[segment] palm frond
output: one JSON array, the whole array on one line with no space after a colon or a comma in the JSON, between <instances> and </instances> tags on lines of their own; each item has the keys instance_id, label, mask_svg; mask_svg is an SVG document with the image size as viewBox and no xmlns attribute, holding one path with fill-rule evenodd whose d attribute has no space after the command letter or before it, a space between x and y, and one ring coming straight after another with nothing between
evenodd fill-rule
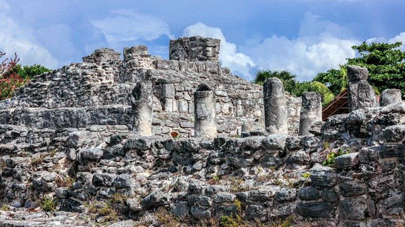
<instances>
[{"instance_id":1,"label":"palm frond","mask_svg":"<svg viewBox=\"0 0 405 227\"><path fill-rule=\"evenodd\" d=\"M323 105L330 102L336 97L335 94L326 85L319 81L313 81L311 83L311 85L322 95L322 104Z\"/></svg>"},{"instance_id":2,"label":"palm frond","mask_svg":"<svg viewBox=\"0 0 405 227\"><path fill-rule=\"evenodd\" d=\"M349 82L347 81L347 69L346 66L339 65L339 67L340 68L340 74L342 75L342 88L340 89L340 92L341 92L347 87Z\"/></svg>"}]
</instances>

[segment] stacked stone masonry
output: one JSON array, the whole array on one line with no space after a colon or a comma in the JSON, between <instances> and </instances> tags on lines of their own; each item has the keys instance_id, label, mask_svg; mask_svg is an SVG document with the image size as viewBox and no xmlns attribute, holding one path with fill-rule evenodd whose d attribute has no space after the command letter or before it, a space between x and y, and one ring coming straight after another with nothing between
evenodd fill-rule
<instances>
[{"instance_id":1,"label":"stacked stone masonry","mask_svg":"<svg viewBox=\"0 0 405 227\"><path fill-rule=\"evenodd\" d=\"M161 59L145 46L126 47L123 60L119 53L102 48L83 61L35 77L0 103L0 123L53 129L123 125L132 130L132 91L146 80L152 83L155 135L194 136L192 97L201 83L215 93L220 136L237 136L244 124L249 130L264 129L261 86L232 75L218 61ZM300 98L289 98L289 132L296 135L295 99Z\"/></svg>"},{"instance_id":2,"label":"stacked stone masonry","mask_svg":"<svg viewBox=\"0 0 405 227\"><path fill-rule=\"evenodd\" d=\"M165 226L156 216L163 210L181 226L236 214L270 226L285 218L298 226L405 224L397 91L383 92L381 106L357 96L352 106L359 107L325 122L308 117L318 117L317 95L306 94L302 111L300 98L286 95L289 135L269 134L262 87L220 67L218 53L199 46L205 40L171 42L181 61L143 46L125 48L123 60L100 49L1 102L0 226ZM214 59L183 61L191 58L184 40ZM369 92L360 82L351 90ZM216 137L194 133L194 104L208 103L194 103L196 91L215 99L213 118L195 117L216 117ZM305 136L297 135L301 112L310 119ZM141 119L151 135L139 130ZM331 152L342 155L328 166ZM55 200L53 211L41 210L44 198Z\"/></svg>"}]
</instances>

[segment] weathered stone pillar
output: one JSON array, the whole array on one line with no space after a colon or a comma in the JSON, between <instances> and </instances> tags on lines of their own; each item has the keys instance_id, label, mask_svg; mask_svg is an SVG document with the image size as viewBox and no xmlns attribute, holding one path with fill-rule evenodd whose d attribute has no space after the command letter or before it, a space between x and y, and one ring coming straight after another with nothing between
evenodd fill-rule
<instances>
[{"instance_id":1,"label":"weathered stone pillar","mask_svg":"<svg viewBox=\"0 0 405 227\"><path fill-rule=\"evenodd\" d=\"M138 136L152 135L152 91L150 81L137 83L132 90L134 132Z\"/></svg>"},{"instance_id":2,"label":"weathered stone pillar","mask_svg":"<svg viewBox=\"0 0 405 227\"><path fill-rule=\"evenodd\" d=\"M401 90L400 89L386 89L380 96L380 106L385 106L390 104L400 102Z\"/></svg>"},{"instance_id":3,"label":"weathered stone pillar","mask_svg":"<svg viewBox=\"0 0 405 227\"><path fill-rule=\"evenodd\" d=\"M367 82L368 77L367 68L347 66L349 111L378 105L374 90Z\"/></svg>"},{"instance_id":4,"label":"weathered stone pillar","mask_svg":"<svg viewBox=\"0 0 405 227\"><path fill-rule=\"evenodd\" d=\"M288 135L287 106L282 83L276 77L267 79L263 92L266 131L270 134Z\"/></svg>"},{"instance_id":5,"label":"weathered stone pillar","mask_svg":"<svg viewBox=\"0 0 405 227\"><path fill-rule=\"evenodd\" d=\"M322 121L322 102L320 94L317 92L303 92L302 105L300 114L300 136L312 135L308 131L311 125Z\"/></svg>"},{"instance_id":6,"label":"weathered stone pillar","mask_svg":"<svg viewBox=\"0 0 405 227\"><path fill-rule=\"evenodd\" d=\"M206 84L198 85L194 93L194 137L217 137L216 105L214 91Z\"/></svg>"}]
</instances>

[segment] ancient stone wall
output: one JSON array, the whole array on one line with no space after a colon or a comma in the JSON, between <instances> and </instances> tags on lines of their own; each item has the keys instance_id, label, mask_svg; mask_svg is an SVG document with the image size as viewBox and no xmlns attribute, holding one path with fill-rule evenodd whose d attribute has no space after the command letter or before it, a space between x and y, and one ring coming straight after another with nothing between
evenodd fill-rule
<instances>
[{"instance_id":1,"label":"ancient stone wall","mask_svg":"<svg viewBox=\"0 0 405 227\"><path fill-rule=\"evenodd\" d=\"M172 49L183 51L183 39ZM198 38L196 46L219 47L217 41ZM239 136L243 125L249 131L264 129L262 87L232 75L217 61L161 59L149 54L145 46L126 47L123 54L121 60L113 50L100 49L84 57L83 63L35 77L13 97L0 102L0 123L52 129L120 125L132 130L131 92L137 82L148 80L154 95L153 135L170 136L176 132L194 136L192 97L201 83L215 94L219 136ZM291 135L298 130L299 99L287 101Z\"/></svg>"}]
</instances>

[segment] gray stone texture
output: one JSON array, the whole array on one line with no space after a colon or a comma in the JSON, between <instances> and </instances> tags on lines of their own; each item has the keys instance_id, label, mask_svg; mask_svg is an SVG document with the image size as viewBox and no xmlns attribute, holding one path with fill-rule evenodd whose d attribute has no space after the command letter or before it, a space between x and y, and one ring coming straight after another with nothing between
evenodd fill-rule
<instances>
[{"instance_id":1,"label":"gray stone texture","mask_svg":"<svg viewBox=\"0 0 405 227\"><path fill-rule=\"evenodd\" d=\"M170 40L169 59L218 62L220 40L201 36L181 37Z\"/></svg>"},{"instance_id":2,"label":"gray stone texture","mask_svg":"<svg viewBox=\"0 0 405 227\"><path fill-rule=\"evenodd\" d=\"M195 137L217 137L215 94L205 84L198 85L194 93L194 131Z\"/></svg>"},{"instance_id":3,"label":"gray stone texture","mask_svg":"<svg viewBox=\"0 0 405 227\"><path fill-rule=\"evenodd\" d=\"M369 72L366 68L347 66L347 80L350 110L373 107L378 105L373 87L367 79Z\"/></svg>"},{"instance_id":4,"label":"gray stone texture","mask_svg":"<svg viewBox=\"0 0 405 227\"><path fill-rule=\"evenodd\" d=\"M156 211L185 226L241 213L247 225L403 224L405 103L332 116L312 124L316 136L296 136L301 99L286 95L290 135L269 135L261 87L216 61L163 60L144 46L124 55L96 50L0 102L0 225L108 225L114 211L125 220L110 226L160 226ZM148 137L133 131L132 92L144 81ZM215 99L218 136L209 139L193 138L202 83ZM352 153L322 164L339 148ZM41 210L43 196L57 210ZM90 213L92 201L111 212Z\"/></svg>"},{"instance_id":5,"label":"gray stone texture","mask_svg":"<svg viewBox=\"0 0 405 227\"><path fill-rule=\"evenodd\" d=\"M287 105L284 86L280 79L272 77L263 84L264 121L270 134L288 134Z\"/></svg>"},{"instance_id":6,"label":"gray stone texture","mask_svg":"<svg viewBox=\"0 0 405 227\"><path fill-rule=\"evenodd\" d=\"M386 89L380 95L380 106L385 106L401 101L402 97L401 90L399 89Z\"/></svg>"},{"instance_id":7,"label":"gray stone texture","mask_svg":"<svg viewBox=\"0 0 405 227\"><path fill-rule=\"evenodd\" d=\"M139 136L152 135L152 83L150 81L138 82L132 90L134 112L134 132Z\"/></svg>"},{"instance_id":8,"label":"gray stone texture","mask_svg":"<svg viewBox=\"0 0 405 227\"><path fill-rule=\"evenodd\" d=\"M300 136L312 135L309 131L311 126L322 121L322 102L320 94L317 92L302 93L302 105L300 115Z\"/></svg>"}]
</instances>

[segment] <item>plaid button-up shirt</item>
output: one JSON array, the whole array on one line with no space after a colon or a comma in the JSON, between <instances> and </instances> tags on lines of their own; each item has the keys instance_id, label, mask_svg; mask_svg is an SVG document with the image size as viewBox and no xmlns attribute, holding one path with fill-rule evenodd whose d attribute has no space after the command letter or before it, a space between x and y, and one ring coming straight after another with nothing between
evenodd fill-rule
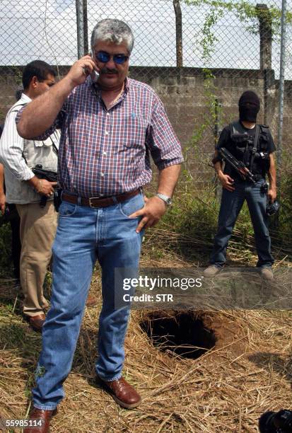
<instances>
[{"instance_id":1,"label":"plaid button-up shirt","mask_svg":"<svg viewBox=\"0 0 292 433\"><path fill-rule=\"evenodd\" d=\"M182 161L160 100L136 80L126 79L123 94L107 110L100 90L88 77L70 93L54 125L38 139L57 127L59 184L81 197L115 195L148 183L149 152L159 170Z\"/></svg>"}]
</instances>

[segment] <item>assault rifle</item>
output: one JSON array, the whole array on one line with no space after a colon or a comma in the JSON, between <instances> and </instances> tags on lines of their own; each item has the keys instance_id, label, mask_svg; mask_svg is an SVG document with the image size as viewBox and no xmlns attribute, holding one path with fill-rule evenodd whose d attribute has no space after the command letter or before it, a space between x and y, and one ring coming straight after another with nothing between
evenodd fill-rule
<instances>
[{"instance_id":1,"label":"assault rifle","mask_svg":"<svg viewBox=\"0 0 292 433\"><path fill-rule=\"evenodd\" d=\"M4 213L2 214L0 212L0 227L1 227L3 224L6 224L18 218L19 218L19 216L15 204L6 204Z\"/></svg>"},{"instance_id":2,"label":"assault rifle","mask_svg":"<svg viewBox=\"0 0 292 433\"><path fill-rule=\"evenodd\" d=\"M226 147L220 148L218 151L222 159L224 159L231 166L231 167L236 170L243 179L248 179L248 180L250 180L252 183L256 183L255 175L249 171L245 164L241 161L236 159Z\"/></svg>"},{"instance_id":3,"label":"assault rifle","mask_svg":"<svg viewBox=\"0 0 292 433\"><path fill-rule=\"evenodd\" d=\"M54 171L50 171L49 170L45 170L42 168L42 164L37 164L35 167L33 168L33 173L40 179L45 179L49 182L57 182L57 175ZM40 202L40 207L45 207L47 200L47 197L42 195Z\"/></svg>"}]
</instances>

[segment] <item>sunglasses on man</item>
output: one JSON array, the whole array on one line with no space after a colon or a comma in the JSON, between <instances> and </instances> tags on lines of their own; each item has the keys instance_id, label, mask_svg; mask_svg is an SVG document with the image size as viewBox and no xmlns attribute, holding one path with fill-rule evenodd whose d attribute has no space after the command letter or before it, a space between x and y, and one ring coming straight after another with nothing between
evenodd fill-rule
<instances>
[{"instance_id":1,"label":"sunglasses on man","mask_svg":"<svg viewBox=\"0 0 292 433\"><path fill-rule=\"evenodd\" d=\"M112 57L115 63L117 64L122 64L129 59L129 56L127 56L124 54L117 54L111 55L106 51L98 51L98 52L95 53L95 59L100 62L101 63L107 63L110 62L110 59Z\"/></svg>"}]
</instances>

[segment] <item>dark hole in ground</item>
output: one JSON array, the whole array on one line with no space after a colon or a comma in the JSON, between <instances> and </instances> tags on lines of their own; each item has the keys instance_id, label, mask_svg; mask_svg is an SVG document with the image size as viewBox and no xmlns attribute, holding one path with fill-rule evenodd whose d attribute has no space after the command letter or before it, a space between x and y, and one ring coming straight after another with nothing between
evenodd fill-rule
<instances>
[{"instance_id":1,"label":"dark hole in ground","mask_svg":"<svg viewBox=\"0 0 292 433\"><path fill-rule=\"evenodd\" d=\"M192 312L160 317L151 313L140 326L160 350L170 350L185 358L197 359L216 342L214 332L204 325L204 318Z\"/></svg>"}]
</instances>

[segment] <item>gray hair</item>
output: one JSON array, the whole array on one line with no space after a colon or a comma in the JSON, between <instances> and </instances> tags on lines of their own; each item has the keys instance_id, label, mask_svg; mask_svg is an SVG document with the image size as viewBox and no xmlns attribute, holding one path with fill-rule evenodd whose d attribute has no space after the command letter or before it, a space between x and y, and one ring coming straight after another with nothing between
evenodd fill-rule
<instances>
[{"instance_id":1,"label":"gray hair","mask_svg":"<svg viewBox=\"0 0 292 433\"><path fill-rule=\"evenodd\" d=\"M107 18L99 21L91 34L91 50L98 40L108 40L119 45L123 41L127 43L128 51L131 53L134 45L134 35L126 23L119 20Z\"/></svg>"}]
</instances>

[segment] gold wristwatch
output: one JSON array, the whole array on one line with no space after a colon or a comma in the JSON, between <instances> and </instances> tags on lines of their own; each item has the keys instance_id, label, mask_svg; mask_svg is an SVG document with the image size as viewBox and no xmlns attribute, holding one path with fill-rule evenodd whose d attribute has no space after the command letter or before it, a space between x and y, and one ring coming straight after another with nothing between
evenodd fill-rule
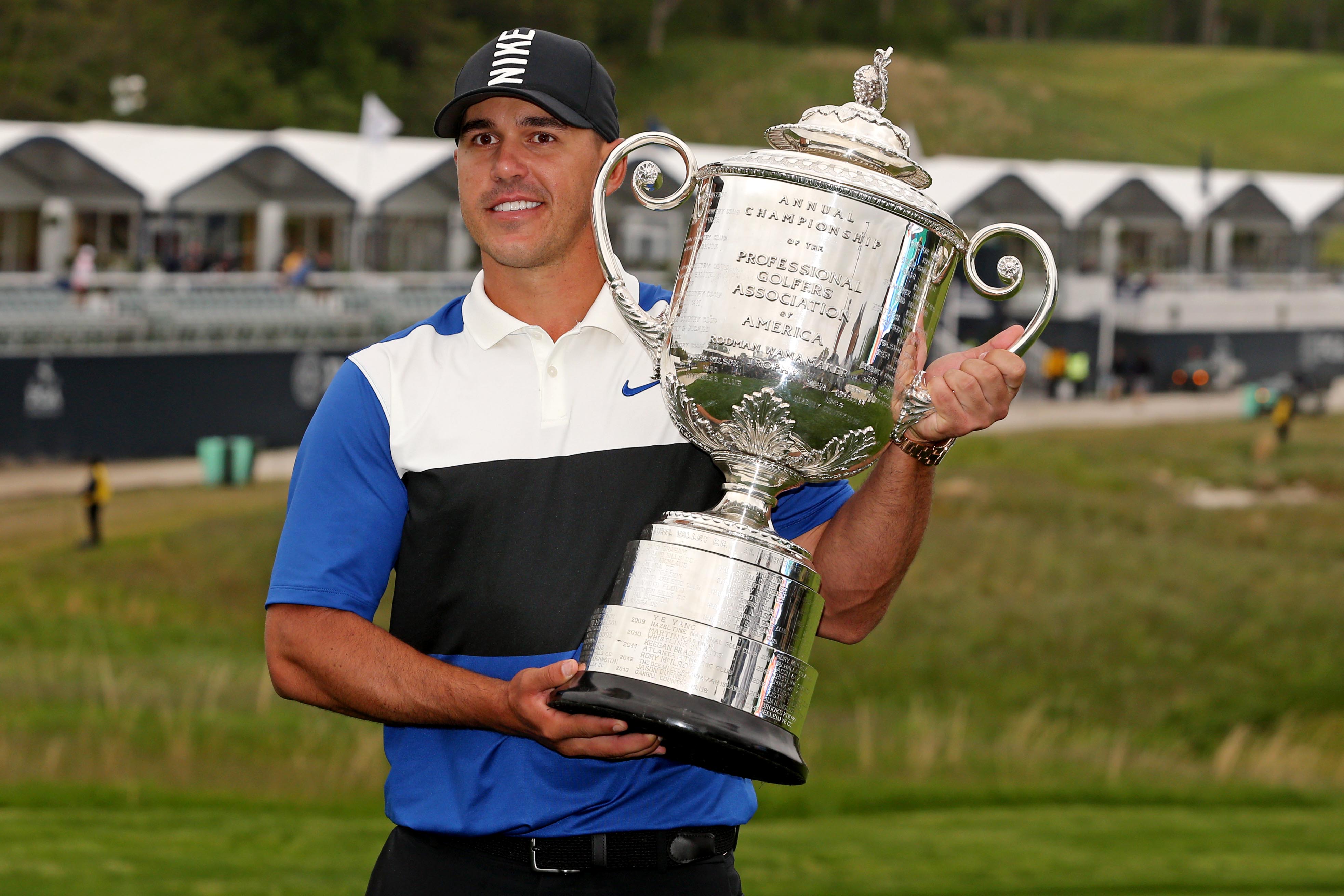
....
REQUIREMENT: Reproduce verbatim the part of the listing that opens with the line containing "[segment] <item>gray hair</item>" and runs through the end of the listing, omitting any pictures.

RESULT BELOW:
[segment] <item>gray hair</item>
output: one JSON array, the whole array on one line with no space after a colon or a comma in the JSON, between <instances> and </instances> tags on lines of their own; each item has the keys instance_id, label, mask_svg; mask_svg is an SVG document with the image size as viewBox and no xmlns attribute, holding one path with fill-rule evenodd whose d attribute has no space after the command letter or before it, a space between x and y, and one ring coming straight after another with nothing between
evenodd fill-rule
<instances>
[{"instance_id":1,"label":"gray hair","mask_svg":"<svg viewBox=\"0 0 292 433\"><path fill-rule=\"evenodd\" d=\"M107 18L99 21L91 34L91 50L98 40L108 40L119 45L123 41L127 43L128 51L131 53L134 45L134 35L126 23L119 20Z\"/></svg>"}]
</instances>

[segment] gold wristwatch
output: one JSON array, the whole array on one line with no space after a colon or a comma in the JSON, between <instances> and </instances> tags on lines of their own; each item has the keys instance_id, label, mask_svg; mask_svg is an SVG document with the image size as viewBox and no xmlns attribute, holding one path with fill-rule evenodd whose d attribute has no space after the command letter or before it, a space between x and y, and one ring coming straight after another with nothing between
evenodd fill-rule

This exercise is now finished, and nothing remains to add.